[Dataset excerpt]
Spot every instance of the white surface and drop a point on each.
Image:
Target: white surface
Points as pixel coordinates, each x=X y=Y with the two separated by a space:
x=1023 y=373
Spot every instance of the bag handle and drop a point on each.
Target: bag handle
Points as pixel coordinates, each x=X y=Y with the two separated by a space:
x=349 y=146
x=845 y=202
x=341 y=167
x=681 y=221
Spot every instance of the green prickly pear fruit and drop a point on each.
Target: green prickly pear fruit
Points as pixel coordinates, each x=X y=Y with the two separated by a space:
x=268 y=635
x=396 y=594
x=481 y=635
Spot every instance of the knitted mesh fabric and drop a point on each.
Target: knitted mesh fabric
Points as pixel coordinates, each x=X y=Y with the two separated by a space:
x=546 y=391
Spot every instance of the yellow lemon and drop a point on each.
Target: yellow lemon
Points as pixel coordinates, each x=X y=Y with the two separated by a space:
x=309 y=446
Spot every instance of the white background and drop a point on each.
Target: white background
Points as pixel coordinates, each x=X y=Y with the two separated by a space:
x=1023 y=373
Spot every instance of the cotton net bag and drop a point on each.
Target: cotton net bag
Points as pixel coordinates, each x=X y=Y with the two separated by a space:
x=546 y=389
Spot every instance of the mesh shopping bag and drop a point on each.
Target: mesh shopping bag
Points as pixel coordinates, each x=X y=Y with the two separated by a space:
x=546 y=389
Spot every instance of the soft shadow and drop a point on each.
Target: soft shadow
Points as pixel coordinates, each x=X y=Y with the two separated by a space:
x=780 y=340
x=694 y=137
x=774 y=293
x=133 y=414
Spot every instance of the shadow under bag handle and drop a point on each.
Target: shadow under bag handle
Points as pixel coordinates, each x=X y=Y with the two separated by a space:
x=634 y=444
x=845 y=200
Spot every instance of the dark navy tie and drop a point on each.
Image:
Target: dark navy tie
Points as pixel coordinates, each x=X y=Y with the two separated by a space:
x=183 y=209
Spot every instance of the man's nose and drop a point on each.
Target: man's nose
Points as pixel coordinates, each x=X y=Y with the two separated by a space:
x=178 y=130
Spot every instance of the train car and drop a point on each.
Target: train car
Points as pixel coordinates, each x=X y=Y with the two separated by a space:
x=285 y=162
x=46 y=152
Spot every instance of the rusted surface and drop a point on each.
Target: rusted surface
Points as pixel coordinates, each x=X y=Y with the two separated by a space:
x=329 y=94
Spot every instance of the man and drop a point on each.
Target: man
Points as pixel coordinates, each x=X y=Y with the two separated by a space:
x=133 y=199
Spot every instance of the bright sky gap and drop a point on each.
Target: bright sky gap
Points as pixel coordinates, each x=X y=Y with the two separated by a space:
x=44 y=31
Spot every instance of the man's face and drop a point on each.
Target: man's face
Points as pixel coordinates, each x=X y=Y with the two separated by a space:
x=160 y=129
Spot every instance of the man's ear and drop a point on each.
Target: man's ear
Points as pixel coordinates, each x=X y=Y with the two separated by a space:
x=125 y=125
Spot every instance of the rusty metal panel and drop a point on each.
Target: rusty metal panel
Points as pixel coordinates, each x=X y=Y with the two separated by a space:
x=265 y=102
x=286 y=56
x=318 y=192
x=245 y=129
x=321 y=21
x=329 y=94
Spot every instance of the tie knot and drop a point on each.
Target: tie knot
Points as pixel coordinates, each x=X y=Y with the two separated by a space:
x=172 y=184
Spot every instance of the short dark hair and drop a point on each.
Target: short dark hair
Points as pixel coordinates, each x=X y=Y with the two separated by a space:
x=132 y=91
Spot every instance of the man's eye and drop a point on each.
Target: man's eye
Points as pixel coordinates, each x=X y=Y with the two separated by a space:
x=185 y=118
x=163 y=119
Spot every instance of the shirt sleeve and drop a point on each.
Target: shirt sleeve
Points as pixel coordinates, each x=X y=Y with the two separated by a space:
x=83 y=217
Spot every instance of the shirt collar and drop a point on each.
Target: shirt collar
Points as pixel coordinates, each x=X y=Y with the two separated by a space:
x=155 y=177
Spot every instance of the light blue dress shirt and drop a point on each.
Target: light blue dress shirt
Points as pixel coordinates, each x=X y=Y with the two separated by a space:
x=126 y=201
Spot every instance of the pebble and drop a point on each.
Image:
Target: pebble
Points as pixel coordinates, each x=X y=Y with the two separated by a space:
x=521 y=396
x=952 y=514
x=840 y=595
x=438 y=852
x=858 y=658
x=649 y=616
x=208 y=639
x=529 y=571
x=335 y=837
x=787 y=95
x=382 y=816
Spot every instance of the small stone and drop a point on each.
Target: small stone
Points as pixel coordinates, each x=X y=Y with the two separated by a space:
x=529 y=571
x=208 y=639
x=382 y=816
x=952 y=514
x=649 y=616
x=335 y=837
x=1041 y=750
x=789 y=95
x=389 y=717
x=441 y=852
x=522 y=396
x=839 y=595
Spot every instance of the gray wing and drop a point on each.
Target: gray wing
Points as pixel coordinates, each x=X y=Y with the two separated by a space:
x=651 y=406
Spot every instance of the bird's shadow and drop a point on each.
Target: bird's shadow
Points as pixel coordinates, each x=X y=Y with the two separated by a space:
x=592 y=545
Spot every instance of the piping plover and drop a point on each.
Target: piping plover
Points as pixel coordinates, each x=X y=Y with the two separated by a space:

### Exercise goal
Convert the lines of the records above, between the line containing "Spot every instance of the bright" and the line containing "x=163 y=119", inclusive, into a numbered list, omitting any blank lines.

### The solution
1. Spot every instance of the bright sky gap and drop a point on each.
2. Target: bright sky gap
3. Points as pixel coordinates, each x=X y=Y with the two separated by a space:
4. x=44 y=31
5. Spot every instance of the man's face and drop a point on each.
6. Target: man's face
7. Points as pixel coordinates, each x=X y=Y with the two separated by a space:
8. x=160 y=129
9. Spot every instance of the man's ear and drop a point on each.
10. Target: man's ear
11. Points as pixel coordinates, each x=X y=Y with the two separated by a space:
12. x=125 y=125
13. Spot every instance of the rusty metal panel and drop a point on each.
14. Target: rusty metal panel
15. Points as pixel coordinates, each x=X y=Y with the two separated by a space:
16. x=265 y=102
17. x=286 y=56
18. x=318 y=192
19. x=245 y=129
20. x=321 y=21
21. x=329 y=94
22. Spot every instance of the tie knot and drop a point on each.
23. Target: tie knot
24. Points as pixel coordinates, each x=X y=Y with the two separated by a space:
25. x=172 y=184
26. Spot every instance of the short dark hair and drop a point on each.
27. Target: short dark hair
28. Points as pixel coordinates, each x=X y=Y with the two separated by a space:
29. x=132 y=91
30. Spot every instance of the man's eye and drop a point on each.
31. Target: man's eye
32. Points as pixel coordinates, each x=X y=Y with the two separated by a space:
33. x=185 y=118
34. x=163 y=119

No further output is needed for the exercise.